Required action: Copy the stretch of the werewolf post from "Many people will" through "right isn't he.", replacing "monster" with "beast" throughout.

Given passage:
━━━━━━━━━━━━━━━━━━━━━━━━━━━━━━
Werewolves and RL equivalents
Dana
ida3 at planet.nl
Fri Jun 15 18:05:19 UTC 2007
No: HPFGUIDX 170320
> lizzyben:
> This is an interesting perspective, and it does make a lot of
> sense. So, Rowling wasn't talking about the way society perceives
> his disability, but the way Lupin himself does? I tried to find the
> full quote to get some context -
>
> "Professor Lupin, who appears in the third book, is one of my
> favourite characters. He's a damaged person, literally and
> metaphorically. I think it's important for children to know that
> adults, too, have their problems, that they struggle. *His being a
> werewolf is a metaphor for people's reactions to illness and
> disability*. ... I almost always have complete histories for my
> characters. If I put all that detail in, each book would be the
size
> of the Encyclopaedia Britannica, but I do have to be careful that I
> don't just assume that the reader knows as much as I do. Sirius
> Black is a good example. I have a whole childhood worked out for
> him. The readers don't need to know that but I do."
Dana:
Actually it is two folded Lupin himself dealing with his problem and
the way people react to that problem as the quote also points out by
the additation of this *His being a werewolf is a metaphor for
people's reactions to illness and disability*.
Many people will call the disease they are dealing with a monster
raging inside them or find themself grotesk if their body is deformed
because of their disease. Lupin calling himself a fully fletched
monster emphezises in my opinion the bitterness he feels about what
he is and his behavoir as a human in trying to compensate to me not
only indicates how much he actually hates it but his fear to not be
seen like anything else then just that and from the reaction we have
seen in this topic alone he is actually right isn't he.
━━━━━━━━━━━━━━━━━━━━━━━━━━━━━━
Saved entries:
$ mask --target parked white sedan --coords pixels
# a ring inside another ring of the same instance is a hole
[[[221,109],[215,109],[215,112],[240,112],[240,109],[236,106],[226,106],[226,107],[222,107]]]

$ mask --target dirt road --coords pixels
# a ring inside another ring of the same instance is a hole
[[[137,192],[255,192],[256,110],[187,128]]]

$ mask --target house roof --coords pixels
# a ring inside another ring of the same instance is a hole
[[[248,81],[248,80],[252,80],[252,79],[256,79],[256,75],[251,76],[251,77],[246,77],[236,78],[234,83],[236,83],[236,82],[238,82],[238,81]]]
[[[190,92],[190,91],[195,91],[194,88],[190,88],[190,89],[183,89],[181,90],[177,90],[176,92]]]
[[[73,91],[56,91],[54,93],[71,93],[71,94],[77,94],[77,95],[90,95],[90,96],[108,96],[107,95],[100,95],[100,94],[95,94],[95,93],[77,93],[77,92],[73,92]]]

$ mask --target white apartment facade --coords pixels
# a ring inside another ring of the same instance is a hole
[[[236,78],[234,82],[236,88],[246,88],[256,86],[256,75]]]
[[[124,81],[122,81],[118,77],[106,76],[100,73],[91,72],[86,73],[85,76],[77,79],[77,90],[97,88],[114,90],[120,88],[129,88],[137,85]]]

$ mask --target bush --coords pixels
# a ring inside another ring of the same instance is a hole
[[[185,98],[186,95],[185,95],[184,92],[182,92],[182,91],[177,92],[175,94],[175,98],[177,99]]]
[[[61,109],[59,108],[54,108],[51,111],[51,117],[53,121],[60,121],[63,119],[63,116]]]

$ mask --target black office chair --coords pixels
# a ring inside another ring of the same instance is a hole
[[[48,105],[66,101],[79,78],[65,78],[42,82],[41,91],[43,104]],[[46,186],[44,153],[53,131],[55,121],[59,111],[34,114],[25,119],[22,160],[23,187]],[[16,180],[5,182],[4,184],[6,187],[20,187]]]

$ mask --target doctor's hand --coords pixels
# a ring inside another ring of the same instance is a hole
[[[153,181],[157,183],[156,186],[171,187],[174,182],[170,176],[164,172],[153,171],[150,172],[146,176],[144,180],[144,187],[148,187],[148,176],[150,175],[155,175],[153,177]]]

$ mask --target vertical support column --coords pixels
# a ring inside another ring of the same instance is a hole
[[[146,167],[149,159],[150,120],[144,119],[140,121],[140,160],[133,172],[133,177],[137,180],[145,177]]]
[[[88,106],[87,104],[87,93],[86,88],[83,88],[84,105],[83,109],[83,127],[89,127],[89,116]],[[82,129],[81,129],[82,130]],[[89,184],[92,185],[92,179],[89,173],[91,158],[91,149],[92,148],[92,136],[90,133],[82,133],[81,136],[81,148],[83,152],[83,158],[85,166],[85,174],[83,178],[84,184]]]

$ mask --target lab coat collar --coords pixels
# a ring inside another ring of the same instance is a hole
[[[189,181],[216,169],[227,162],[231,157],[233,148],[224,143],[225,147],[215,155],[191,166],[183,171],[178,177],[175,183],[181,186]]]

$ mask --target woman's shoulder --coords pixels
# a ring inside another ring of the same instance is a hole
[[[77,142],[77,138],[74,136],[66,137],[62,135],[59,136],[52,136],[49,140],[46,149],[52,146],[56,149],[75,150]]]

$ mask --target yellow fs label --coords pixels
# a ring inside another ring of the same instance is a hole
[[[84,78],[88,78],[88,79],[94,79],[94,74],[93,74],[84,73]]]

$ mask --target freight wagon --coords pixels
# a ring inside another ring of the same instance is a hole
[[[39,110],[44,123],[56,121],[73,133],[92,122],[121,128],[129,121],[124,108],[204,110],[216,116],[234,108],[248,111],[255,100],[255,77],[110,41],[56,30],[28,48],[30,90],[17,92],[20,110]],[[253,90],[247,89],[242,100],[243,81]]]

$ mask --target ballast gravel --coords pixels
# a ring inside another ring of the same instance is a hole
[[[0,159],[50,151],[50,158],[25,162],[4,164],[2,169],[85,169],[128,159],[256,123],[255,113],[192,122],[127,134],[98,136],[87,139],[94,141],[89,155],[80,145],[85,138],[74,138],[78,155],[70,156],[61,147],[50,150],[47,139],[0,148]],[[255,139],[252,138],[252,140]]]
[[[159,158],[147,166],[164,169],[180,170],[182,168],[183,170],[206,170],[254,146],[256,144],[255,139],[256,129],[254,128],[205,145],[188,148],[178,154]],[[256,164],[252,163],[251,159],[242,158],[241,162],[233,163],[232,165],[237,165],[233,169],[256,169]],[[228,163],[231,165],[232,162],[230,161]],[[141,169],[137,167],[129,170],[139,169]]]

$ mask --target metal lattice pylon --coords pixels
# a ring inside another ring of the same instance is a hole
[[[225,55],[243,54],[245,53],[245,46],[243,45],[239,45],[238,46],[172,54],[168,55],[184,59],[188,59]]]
━━━━━━━━━━━━━━━━━━━━━━━━━━━━━━
Solution to this problem:
Many people will call the disease they are dealing with a beast
raging inside them or find themself grotesk if their body is deformed
because of their disease. Lupin calling himself a fully fletched
beast emphezises in my opinion the bitterness he feels about what
he is and his behavoir as a human in trying to compensate to me not
only indicates how much he actually hates it but his fear to not be
seen like anything else then just that and from the reaction we have
seen in this topic alone he is actually right isn't he.